» **SOURCE EXCERPT**
# Dark Eldar: Total revamp?



## VanitusMalus (Jun 27, 2009)

I just wanted to know if anyone had any info stating that every model of the DE range will be redone.


----------



## gen.ahab (Dec 22, 2009)

It will probably be like every other army out there; you will get maybe 1/4-1/3 of the range redone now and the rest later.


----------



## VanitusMalus (Jun 27, 2009)

as long as they redo the Talos and Warp Beasts.


----------



## Doelago (Nov 29, 2009)

gen.aheb said everything that is worth saying...


----------



## hippypancake (Jul 14, 2010)

I thought that there was a rumour that they were dropping the Talos? (Although I love the model itself)


----------



## Scathainn (Feb 21, 2010)

The Talos is listed as a heavy support choice on the site so I doubt it's been dropped.

I want to know if they're remaking Scourges, personally...

By the way, there's only 3 units that haven't been updated yet, Scourges, Warp Beasts and Grotesques...everything else has an update either available already or on the way.


----------



## Masked Jackal (Dec 16, 2009)

» **WRITTEN TASK**
According to the forum thread, which three units had not yet been updated?

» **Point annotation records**
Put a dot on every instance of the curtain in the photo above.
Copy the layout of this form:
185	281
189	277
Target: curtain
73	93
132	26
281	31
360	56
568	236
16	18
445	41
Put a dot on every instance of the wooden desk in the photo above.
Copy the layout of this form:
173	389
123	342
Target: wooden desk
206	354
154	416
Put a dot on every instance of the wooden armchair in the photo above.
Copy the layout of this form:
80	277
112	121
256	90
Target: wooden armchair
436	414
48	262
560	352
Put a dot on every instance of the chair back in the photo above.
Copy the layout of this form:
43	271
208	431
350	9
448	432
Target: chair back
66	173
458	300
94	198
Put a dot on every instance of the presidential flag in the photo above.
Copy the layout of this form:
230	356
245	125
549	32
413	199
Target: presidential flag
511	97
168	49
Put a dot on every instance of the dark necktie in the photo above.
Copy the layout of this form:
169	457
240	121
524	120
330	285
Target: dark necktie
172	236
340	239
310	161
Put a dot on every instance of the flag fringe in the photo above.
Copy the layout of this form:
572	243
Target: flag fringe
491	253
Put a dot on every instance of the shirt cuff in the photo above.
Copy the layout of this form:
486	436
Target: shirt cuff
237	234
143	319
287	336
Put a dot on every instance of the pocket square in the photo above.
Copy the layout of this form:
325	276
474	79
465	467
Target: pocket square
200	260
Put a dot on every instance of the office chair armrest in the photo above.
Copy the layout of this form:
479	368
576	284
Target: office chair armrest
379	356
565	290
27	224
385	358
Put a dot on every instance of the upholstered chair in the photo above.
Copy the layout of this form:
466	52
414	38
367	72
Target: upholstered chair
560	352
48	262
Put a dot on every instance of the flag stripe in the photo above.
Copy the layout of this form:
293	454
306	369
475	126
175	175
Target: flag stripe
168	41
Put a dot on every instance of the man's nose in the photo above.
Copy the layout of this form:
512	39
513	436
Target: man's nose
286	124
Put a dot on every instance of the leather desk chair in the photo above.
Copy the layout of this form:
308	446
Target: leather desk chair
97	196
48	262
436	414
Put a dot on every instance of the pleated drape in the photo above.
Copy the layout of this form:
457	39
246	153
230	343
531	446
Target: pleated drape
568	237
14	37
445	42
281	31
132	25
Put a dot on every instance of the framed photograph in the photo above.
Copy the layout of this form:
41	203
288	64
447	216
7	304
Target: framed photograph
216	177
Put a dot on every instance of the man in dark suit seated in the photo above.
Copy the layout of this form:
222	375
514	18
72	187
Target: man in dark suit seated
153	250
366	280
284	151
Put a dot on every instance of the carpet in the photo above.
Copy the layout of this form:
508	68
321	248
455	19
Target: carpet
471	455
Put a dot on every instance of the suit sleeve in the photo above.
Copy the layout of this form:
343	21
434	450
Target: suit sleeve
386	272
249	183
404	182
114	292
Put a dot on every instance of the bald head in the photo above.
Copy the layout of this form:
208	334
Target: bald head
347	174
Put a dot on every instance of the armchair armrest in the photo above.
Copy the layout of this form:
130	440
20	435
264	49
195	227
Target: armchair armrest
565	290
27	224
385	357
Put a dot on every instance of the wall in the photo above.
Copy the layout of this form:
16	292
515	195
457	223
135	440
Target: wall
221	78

» **ANSWER TO THE TASK**
Scourges, Warp Beasts and Grotesques.